Copy every line of the listing below without changing anything.
━━━ Excerpted records ━━━
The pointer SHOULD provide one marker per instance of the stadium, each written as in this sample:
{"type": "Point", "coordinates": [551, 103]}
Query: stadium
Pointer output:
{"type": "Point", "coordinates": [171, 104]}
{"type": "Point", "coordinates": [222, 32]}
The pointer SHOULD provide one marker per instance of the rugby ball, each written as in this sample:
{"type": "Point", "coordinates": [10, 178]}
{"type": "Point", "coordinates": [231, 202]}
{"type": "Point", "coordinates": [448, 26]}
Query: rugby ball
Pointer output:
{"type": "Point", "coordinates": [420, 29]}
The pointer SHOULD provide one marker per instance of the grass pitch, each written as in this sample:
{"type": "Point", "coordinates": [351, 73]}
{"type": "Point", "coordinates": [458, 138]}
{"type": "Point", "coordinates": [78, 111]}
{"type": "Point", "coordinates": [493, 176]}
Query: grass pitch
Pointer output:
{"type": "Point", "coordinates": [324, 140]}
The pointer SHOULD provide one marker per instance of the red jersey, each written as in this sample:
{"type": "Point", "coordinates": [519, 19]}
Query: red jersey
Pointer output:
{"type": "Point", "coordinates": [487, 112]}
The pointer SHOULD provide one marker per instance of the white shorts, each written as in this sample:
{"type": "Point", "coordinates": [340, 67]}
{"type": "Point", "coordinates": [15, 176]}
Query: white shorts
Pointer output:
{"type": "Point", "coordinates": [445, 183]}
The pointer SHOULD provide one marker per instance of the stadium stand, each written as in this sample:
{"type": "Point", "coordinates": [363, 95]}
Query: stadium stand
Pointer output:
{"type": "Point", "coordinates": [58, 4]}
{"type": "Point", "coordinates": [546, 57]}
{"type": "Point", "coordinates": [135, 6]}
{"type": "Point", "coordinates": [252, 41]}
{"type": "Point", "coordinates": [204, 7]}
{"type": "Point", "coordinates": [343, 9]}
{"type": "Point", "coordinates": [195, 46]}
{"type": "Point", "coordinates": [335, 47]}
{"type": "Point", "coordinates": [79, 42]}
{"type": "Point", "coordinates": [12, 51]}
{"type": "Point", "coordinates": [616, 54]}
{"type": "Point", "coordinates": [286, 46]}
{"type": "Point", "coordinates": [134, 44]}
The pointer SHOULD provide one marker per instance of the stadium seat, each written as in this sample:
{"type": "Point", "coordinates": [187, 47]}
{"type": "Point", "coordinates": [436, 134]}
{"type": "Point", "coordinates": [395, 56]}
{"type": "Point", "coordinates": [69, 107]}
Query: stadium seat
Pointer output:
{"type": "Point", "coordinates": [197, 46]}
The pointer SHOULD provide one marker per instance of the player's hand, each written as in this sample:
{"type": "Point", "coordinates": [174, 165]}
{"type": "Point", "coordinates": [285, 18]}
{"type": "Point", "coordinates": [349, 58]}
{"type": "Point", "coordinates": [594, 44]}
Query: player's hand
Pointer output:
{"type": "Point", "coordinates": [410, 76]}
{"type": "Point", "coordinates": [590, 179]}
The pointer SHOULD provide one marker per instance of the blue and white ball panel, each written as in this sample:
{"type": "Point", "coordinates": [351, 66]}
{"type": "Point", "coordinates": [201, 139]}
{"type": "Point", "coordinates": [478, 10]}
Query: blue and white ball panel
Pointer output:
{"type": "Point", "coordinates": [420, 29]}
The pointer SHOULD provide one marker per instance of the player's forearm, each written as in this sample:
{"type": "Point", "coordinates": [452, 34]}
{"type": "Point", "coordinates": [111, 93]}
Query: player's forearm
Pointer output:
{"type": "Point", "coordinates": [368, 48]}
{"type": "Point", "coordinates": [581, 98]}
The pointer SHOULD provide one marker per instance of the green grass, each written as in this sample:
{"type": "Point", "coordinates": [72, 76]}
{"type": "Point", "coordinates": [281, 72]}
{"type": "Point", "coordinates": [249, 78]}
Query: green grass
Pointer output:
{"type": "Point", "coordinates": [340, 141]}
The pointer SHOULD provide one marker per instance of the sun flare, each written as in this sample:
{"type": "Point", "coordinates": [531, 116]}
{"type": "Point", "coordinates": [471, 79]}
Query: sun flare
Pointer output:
━━━
● **Expected answer**
The pointer SHOULD provide one marker per instance of the stadium, each written as in this sample:
{"type": "Point", "coordinates": [551, 103]}
Query: stadium
Pointer output:
{"type": "Point", "coordinates": [171, 104]}
{"type": "Point", "coordinates": [222, 32]}
The pointer SHOULD provide one marker per instance of the rugby ball, each written as in this sample:
{"type": "Point", "coordinates": [10, 178]}
{"type": "Point", "coordinates": [231, 202]}
{"type": "Point", "coordinates": [448, 26]}
Query: rugby ball
Pointer output:
{"type": "Point", "coordinates": [420, 29]}
The pointer SHOULD provide one marker per instance of the grass pitch, each written as in this sample:
{"type": "Point", "coordinates": [351, 73]}
{"type": "Point", "coordinates": [458, 138]}
{"type": "Point", "coordinates": [78, 111]}
{"type": "Point", "coordinates": [493, 176]}
Query: grass pitch
Pointer output:
{"type": "Point", "coordinates": [324, 140]}
The pointer SHOULD provide one marker per instance of the red jersey, each written as in this sample:
{"type": "Point", "coordinates": [519, 19]}
Query: red jersey
Pointer output:
{"type": "Point", "coordinates": [487, 112]}
The pointer SHOULD provide one marker per instance of the white shorts, each written as in this sample:
{"type": "Point", "coordinates": [340, 67]}
{"type": "Point", "coordinates": [15, 176]}
Query: white shorts
Pointer output:
{"type": "Point", "coordinates": [445, 183]}
The pointer SHOULD provide one marker per instance of the stadium stand, each written as in this sample:
{"type": "Point", "coordinates": [363, 95]}
Query: stadium stand
Pointer output:
{"type": "Point", "coordinates": [58, 4]}
{"type": "Point", "coordinates": [546, 57]}
{"type": "Point", "coordinates": [135, 6]}
{"type": "Point", "coordinates": [252, 41]}
{"type": "Point", "coordinates": [204, 7]}
{"type": "Point", "coordinates": [343, 9]}
{"type": "Point", "coordinates": [195, 46]}
{"type": "Point", "coordinates": [335, 47]}
{"type": "Point", "coordinates": [79, 42]}
{"type": "Point", "coordinates": [12, 51]}
{"type": "Point", "coordinates": [616, 54]}
{"type": "Point", "coordinates": [286, 46]}
{"type": "Point", "coordinates": [134, 44]}
The pointer SHOULD provide one marker per instance of the stadium seat, each written as in this sample:
{"type": "Point", "coordinates": [187, 47]}
{"type": "Point", "coordinates": [436, 134]}
{"type": "Point", "coordinates": [395, 56]}
{"type": "Point", "coordinates": [69, 107]}
Query: stadium seat
Pointer output:
{"type": "Point", "coordinates": [197, 46]}
The pointer SHOULD provide one marker per instance of the player's hand, each written as in this sample:
{"type": "Point", "coordinates": [174, 165]}
{"type": "Point", "coordinates": [285, 18]}
{"type": "Point", "coordinates": [349, 58]}
{"type": "Point", "coordinates": [594, 44]}
Query: player's hand
Pointer output:
{"type": "Point", "coordinates": [410, 76]}
{"type": "Point", "coordinates": [590, 179]}
The pointer SHOULD provide one marker per instance of the blue and white ball panel, each written as in this sample:
{"type": "Point", "coordinates": [351, 66]}
{"type": "Point", "coordinates": [201, 139]}
{"type": "Point", "coordinates": [478, 10]}
Query: blue and white ball panel
Pointer output:
{"type": "Point", "coordinates": [420, 29]}
The pointer SHOULD provide one marker per instance of the player's forearm, each written as in this sample:
{"type": "Point", "coordinates": [452, 34]}
{"type": "Point", "coordinates": [111, 93]}
Query: player's forearm
Pointer output:
{"type": "Point", "coordinates": [368, 48]}
{"type": "Point", "coordinates": [581, 98]}
The pointer SHOULD provide one marker per instance of the green grass, each written as in this sample:
{"type": "Point", "coordinates": [72, 76]}
{"type": "Point", "coordinates": [281, 72]}
{"type": "Point", "coordinates": [249, 78]}
Query: green grass
Pointer output:
{"type": "Point", "coordinates": [340, 141]}
The pointer SHOULD provide one marker per instance of the sun flare, each written as in this sample:
{"type": "Point", "coordinates": [531, 116]}
{"type": "Point", "coordinates": [471, 79]}
Query: sun flare
Pointer output:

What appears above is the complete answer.